Stored rows from a collection:
══════

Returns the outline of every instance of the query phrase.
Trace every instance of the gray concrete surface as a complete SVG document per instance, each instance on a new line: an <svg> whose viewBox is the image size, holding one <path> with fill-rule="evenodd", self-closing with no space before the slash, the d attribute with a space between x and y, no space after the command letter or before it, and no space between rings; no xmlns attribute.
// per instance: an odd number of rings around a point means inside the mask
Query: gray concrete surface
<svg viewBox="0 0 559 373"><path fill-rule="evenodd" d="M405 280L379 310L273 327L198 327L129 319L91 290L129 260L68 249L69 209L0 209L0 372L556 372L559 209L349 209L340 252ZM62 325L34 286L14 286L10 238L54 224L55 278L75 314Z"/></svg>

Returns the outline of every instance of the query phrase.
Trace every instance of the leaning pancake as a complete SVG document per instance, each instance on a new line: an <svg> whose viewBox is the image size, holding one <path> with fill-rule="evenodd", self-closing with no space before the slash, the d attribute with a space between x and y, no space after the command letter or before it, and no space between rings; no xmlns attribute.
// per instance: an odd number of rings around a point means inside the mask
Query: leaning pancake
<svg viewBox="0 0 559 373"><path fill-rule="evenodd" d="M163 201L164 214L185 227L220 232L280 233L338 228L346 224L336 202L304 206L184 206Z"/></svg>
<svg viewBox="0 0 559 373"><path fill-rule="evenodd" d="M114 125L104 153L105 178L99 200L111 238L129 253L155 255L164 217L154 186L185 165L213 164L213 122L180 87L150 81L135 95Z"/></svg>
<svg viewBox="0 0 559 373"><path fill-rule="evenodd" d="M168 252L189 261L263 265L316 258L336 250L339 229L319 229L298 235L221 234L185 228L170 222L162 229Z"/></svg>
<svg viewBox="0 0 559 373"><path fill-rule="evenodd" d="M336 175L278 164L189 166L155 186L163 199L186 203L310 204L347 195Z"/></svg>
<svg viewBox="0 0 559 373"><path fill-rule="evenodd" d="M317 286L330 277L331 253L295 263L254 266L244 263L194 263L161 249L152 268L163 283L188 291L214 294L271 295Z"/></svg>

══════

__Request__.
Extract the stretch from the start of the rows through the line that contains "Query: gray concrete surface", both ends included, and reproduce those lines verbatim.

__Output of the task__.
Returns the outline of every instance of the query phrase.
Trace every instance of the gray concrete surface as a complete SVG document per instance, each instance on a new line: an <svg> whose viewBox is the image size, holding one <path> with fill-rule="evenodd", self-closing with no space before the slash, the d attribute with a space between x and y, no space after the command letter or before it, and no space between rings; no xmlns attribute.
// per instance: an odd number of rings around a point means inside the mask
Query: gray concrete surface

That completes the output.